■ Work to complete
• A. Translate this sentence from the text on preimplantation genetic diagnosis into Spanish: "The PGD is currently available for most known genetic mutations."
• B. Write a continuation of the text on preimplantation genetic diagnosis, picking up after its final sentence.

■ Text provided
##########

The PGD became increasingly popular during the 1990s when it was used to determine a handful of severe genetic disorders, such as sickle-cell anaemia, Tay Sachs disease, Duchenne’s muscular dystrophy and Beta-thalassemia.

As of 2006, more than 15,000 PGD cycles were reported. The PGD is currently available for most known genetic mutations. Although the indications for the diagnosis are well established, it is a relatively new and evolving technique.

We work in collaboration with Genesis Genetics, a renowned genetics institute. They pioneered PGD testing of embryos for inherited genetic abnormalities.

Pre-implantation genetic testing is able to distinguish between genetically normal or affected embryos. Currently, this is the only way to determine the genetic condition of an embryo prior to pregnancy.

How it is done

To go through PGD for sickle cell anaemia, DNA samples from family members must be obtained to build the probe. However, samples from only direct family members are required and so, there is no need to involve extended relatives.

Usually the siblings or the parents of the two partners are required. The probe that is built will be used to test the cells biopsied from the embryos. Traditional PGD probe preparation takes between 14 and 16 weeks, while the newer Ultra PGD takes between eight and 10 weeks to accomplish.

Oocyte retrieval: The female partner is given medications to create multiple follicular development and ovulation. Once these follicles are well developed, they are retrieved from the patient under conscious sedation, using a special ultrasound guided technique. The oocytes are then isolated from the follicles. The oocytes are allowed to rest in the incubator for about three or four hours before insemination. This time it is used to prepare the sperm for IVF.

In-vitro fertilisation: In IVF, each isolated oocyte is inseminated with approximately three drops of sperm solution from the male partner. It can also be fertilised by ICSI technology.

The inseminated eggs are kept in the incubator in the IVF laboratory for about three days. The fertilised embryo will rapidly divide into the two-cell, four-cell and eight-cell stages at which point about  one or two good embryos are selected and transferred into the uterus through the cervix.

IVF is a good treatment option when the fallopian tubes are blocked or in endometriosis and when the male partner has low sperm count.

Without the development of IVF, pre-implantation genetic diagnosis would not have been possible.

##########

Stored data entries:
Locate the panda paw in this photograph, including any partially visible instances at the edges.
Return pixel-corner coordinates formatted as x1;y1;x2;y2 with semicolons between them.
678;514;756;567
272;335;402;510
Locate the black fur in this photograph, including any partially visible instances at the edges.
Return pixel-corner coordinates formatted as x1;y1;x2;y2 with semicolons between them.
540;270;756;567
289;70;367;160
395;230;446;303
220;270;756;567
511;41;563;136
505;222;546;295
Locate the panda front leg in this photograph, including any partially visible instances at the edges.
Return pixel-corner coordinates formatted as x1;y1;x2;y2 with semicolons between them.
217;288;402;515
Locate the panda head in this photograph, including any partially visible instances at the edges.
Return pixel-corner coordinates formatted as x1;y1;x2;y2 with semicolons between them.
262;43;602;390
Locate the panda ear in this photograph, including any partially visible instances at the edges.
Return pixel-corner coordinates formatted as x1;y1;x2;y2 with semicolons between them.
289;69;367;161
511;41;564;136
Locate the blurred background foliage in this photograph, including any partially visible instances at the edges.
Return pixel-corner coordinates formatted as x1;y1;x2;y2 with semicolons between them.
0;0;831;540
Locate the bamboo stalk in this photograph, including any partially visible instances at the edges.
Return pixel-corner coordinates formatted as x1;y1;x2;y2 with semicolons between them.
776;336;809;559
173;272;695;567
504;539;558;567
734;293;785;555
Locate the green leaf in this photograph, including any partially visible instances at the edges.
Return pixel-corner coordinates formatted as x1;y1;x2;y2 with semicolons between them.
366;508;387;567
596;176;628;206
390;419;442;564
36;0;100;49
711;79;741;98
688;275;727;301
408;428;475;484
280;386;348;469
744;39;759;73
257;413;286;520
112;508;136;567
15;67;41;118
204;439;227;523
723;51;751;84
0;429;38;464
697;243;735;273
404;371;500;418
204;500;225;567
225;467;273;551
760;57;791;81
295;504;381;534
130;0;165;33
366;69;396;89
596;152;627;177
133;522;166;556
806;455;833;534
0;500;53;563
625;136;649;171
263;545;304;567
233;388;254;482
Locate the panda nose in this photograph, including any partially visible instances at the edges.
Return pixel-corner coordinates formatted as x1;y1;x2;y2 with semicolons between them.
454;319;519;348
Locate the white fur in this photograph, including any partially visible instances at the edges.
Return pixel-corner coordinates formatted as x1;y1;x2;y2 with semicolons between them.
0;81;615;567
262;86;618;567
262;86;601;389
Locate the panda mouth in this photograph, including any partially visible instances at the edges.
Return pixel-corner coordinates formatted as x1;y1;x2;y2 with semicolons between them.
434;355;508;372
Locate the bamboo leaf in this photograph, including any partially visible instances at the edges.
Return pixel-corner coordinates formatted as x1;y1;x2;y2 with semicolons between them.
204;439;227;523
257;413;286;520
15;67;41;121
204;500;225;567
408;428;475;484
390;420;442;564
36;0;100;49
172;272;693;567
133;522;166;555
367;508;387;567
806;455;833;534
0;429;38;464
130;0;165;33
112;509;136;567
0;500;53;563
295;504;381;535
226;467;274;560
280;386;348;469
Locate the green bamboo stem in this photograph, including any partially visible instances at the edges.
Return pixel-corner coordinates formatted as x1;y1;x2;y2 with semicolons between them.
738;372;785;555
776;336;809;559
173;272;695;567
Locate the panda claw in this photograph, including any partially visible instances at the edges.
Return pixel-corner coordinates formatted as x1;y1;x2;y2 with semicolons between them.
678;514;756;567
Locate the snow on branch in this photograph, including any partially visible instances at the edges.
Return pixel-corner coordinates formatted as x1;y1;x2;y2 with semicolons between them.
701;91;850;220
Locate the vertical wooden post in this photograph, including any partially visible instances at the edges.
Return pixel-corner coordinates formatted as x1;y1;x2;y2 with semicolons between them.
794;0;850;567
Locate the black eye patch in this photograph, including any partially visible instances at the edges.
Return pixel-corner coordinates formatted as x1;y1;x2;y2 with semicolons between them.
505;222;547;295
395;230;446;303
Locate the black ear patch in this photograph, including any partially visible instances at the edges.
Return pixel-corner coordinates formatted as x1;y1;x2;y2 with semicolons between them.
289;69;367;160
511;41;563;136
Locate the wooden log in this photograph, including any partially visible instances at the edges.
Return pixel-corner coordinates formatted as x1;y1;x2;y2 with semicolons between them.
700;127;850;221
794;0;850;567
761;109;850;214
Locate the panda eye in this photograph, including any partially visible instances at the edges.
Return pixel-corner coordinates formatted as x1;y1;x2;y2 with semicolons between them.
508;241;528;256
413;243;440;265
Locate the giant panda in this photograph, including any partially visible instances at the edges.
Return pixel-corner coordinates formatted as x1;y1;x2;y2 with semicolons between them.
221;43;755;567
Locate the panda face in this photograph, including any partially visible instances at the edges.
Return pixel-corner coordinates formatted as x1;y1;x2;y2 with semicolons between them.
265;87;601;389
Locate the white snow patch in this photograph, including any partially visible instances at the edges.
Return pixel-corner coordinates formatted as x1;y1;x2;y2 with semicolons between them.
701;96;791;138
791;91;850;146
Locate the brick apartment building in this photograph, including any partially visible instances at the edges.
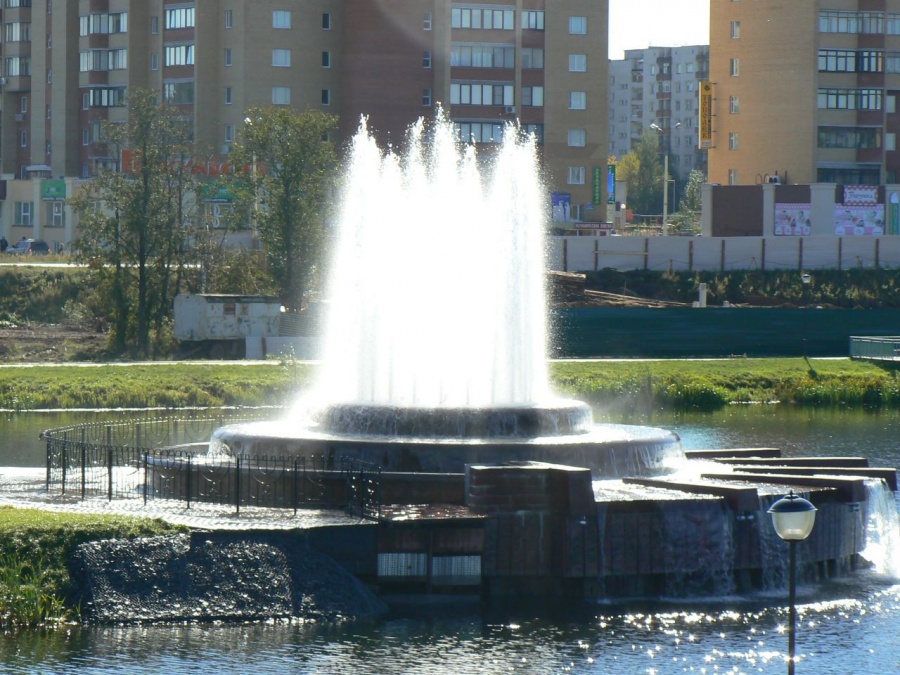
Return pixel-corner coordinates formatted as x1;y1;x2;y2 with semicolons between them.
0;0;608;244
709;0;900;185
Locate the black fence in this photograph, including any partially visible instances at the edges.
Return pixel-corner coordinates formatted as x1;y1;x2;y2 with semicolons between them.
41;416;381;518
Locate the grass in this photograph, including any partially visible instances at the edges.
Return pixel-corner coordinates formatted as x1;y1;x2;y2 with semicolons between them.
0;506;184;630
0;358;900;410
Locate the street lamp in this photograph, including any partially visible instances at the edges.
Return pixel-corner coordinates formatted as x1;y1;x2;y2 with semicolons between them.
769;490;816;675
650;122;681;234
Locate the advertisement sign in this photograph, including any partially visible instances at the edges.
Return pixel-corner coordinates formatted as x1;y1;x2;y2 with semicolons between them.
834;204;884;236
606;164;616;204
550;192;572;223
699;81;713;150
41;178;66;201
775;204;812;237
592;166;603;204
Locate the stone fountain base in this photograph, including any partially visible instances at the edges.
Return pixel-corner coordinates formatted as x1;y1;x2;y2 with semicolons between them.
210;421;684;479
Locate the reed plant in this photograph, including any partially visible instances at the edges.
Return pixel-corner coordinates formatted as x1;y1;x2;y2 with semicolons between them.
0;506;185;630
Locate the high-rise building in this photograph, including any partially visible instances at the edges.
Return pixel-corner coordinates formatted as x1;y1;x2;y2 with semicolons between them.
609;45;709;185
709;0;900;185
0;0;608;241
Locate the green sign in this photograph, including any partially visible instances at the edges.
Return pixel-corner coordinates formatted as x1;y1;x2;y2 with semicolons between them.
200;184;234;204
41;179;66;201
592;166;603;204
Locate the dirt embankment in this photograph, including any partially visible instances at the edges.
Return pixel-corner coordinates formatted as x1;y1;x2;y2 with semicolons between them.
0;324;106;364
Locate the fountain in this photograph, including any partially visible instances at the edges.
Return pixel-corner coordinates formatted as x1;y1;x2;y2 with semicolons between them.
211;114;683;478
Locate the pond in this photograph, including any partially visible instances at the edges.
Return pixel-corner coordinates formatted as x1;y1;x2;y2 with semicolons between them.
0;406;900;675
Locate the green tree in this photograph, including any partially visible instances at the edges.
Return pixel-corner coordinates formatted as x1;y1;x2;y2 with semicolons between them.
70;88;196;358
616;130;663;223
232;107;337;311
671;169;706;234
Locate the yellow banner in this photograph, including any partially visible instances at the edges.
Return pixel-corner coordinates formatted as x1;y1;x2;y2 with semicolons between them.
699;81;713;150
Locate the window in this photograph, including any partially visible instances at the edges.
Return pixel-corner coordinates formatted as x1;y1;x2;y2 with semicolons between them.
569;16;587;35
6;56;31;77
450;6;512;30
818;88;883;110
450;44;516;68
79;12;128;37
522;47;544;70
163;80;194;105
272;49;291;68
450;82;515;106
3;21;31;42
522;87;544;108
272;9;291;28
165;44;194;66
272;87;291;105
569;54;587;73
819;49;856;73
568;129;587;148
164;7;194;30
566;166;585;185
16;202;33;227
522;11;544;30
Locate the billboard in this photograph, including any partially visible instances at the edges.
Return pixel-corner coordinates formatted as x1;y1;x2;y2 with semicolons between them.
699;81;713;150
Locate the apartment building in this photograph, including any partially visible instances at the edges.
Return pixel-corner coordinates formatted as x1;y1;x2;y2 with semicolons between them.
709;0;900;185
609;45;709;185
0;0;608;242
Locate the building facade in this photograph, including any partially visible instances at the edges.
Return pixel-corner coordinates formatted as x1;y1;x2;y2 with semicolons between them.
609;45;709;185
0;0;608;243
709;0;900;185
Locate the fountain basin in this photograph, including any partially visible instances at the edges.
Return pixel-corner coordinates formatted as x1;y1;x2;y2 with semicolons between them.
210;421;684;479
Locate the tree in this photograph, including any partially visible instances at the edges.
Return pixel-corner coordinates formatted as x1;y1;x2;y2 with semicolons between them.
232;107;337;310
616;130;663;223
71;88;196;358
672;169;706;234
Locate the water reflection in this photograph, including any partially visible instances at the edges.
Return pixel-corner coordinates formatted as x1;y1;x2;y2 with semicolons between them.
0;580;900;675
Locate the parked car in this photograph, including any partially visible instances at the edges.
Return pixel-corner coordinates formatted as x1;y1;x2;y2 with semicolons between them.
6;239;50;255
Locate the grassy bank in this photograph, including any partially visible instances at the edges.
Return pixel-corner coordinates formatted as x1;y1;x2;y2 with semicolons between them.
0;506;184;630
0;358;900;410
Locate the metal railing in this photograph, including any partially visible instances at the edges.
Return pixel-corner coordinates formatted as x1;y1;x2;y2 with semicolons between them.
41;416;381;518
850;336;900;361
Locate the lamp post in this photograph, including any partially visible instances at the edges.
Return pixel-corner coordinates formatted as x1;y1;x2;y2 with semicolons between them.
769;490;816;675
650;122;681;234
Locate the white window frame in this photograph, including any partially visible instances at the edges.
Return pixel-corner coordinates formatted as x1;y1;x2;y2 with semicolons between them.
272;9;293;30
272;48;291;68
272;87;291;105
569;54;587;73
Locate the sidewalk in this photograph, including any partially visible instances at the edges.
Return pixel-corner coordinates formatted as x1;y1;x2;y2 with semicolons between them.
0;467;364;530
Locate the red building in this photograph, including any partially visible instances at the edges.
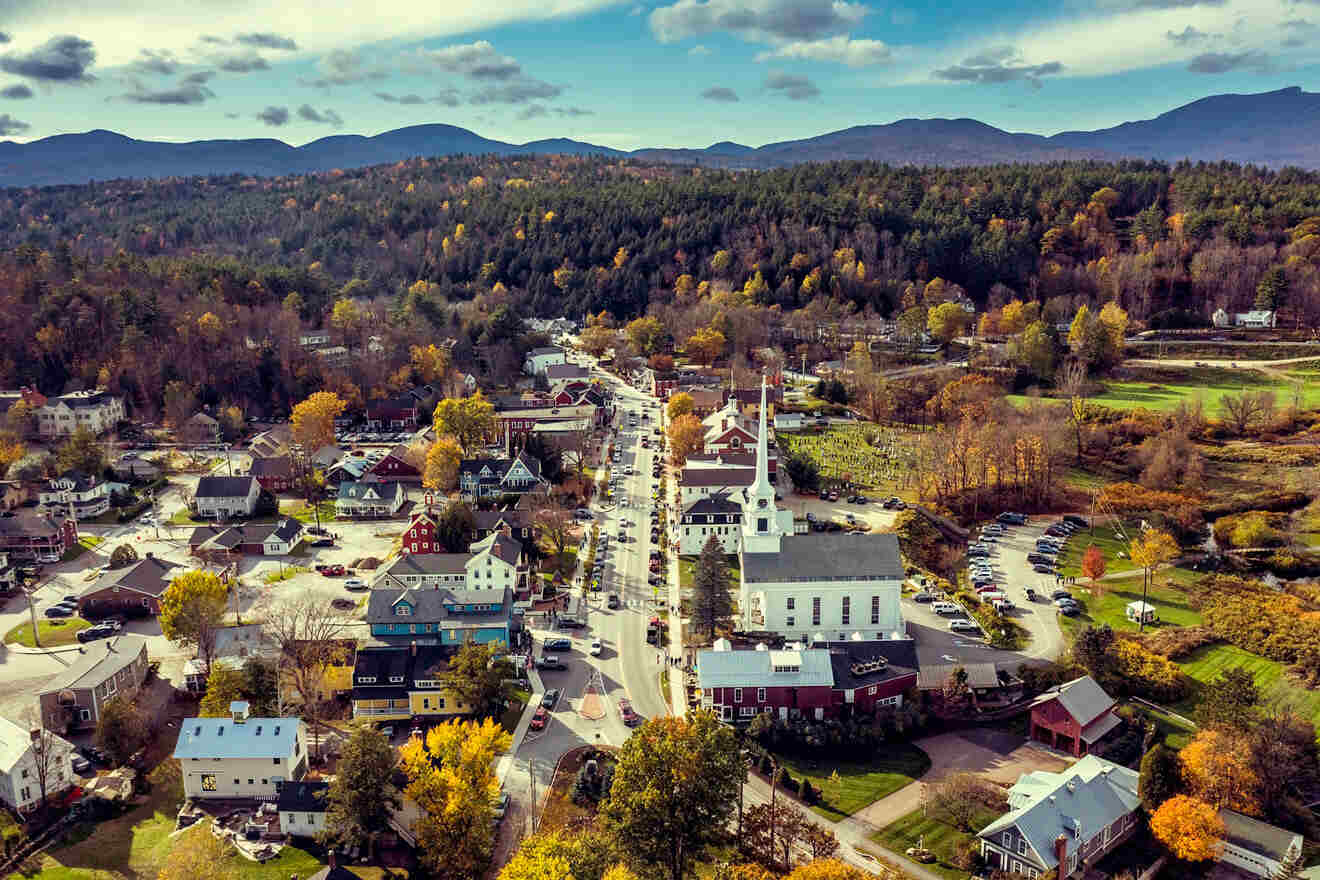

##########

■ Responses by item number
• A. El DGP está actualmente disponible para la mayoría de las mutaciones genéticas conocidas.

• B.
Today, in Nigeria and West Africa, sickle cell carrier couples now have the ability to screen their embryos before conception thereby avoiding a sickle cell baby.

Today we have been able to help more than 15 couples who are carriers of the sickle-cell gene have babies that are free of the disease.

The cost of this process even though quite high, compensates for all the stress of dealing with sickle cell babies. It is hoped that various groups including the government can come to the aid of couples in need of this technique but cannot afford it. In the long run, it will save a lot of money on the health management of complications of this disease.

More research is required to improve the speed of diagnosis and make the process less expensive. Another major area that deserves research and if possible a noble prize nomination is the study of the understanding of the window of implantation.

The reason is that this is the only major gap in knowledge for us to achieve close to 95 per cent success in IVF. Many scientists have predicted that by 2025 the success rate of IVF should approach 90 per cent, if not 95 per cent,  if more research is conducted in this field.

Finally, in our experience, we have preliminary evidence to suggest that environmental toxins and diet play a major role in reducing fertility and possible IVF success.

Most of these stem from my earlier basic research in reproductive toxicology. The use of Mayr therapy to detoxify the body and get rid of toxins such as heavy metals like mercury, arsenic, antimony, and lead as well as such toxin and allergies from bad eating have in general enhanced our success in IVF and PGD. Elimination of these factors helps in increasing the pregnancy rate.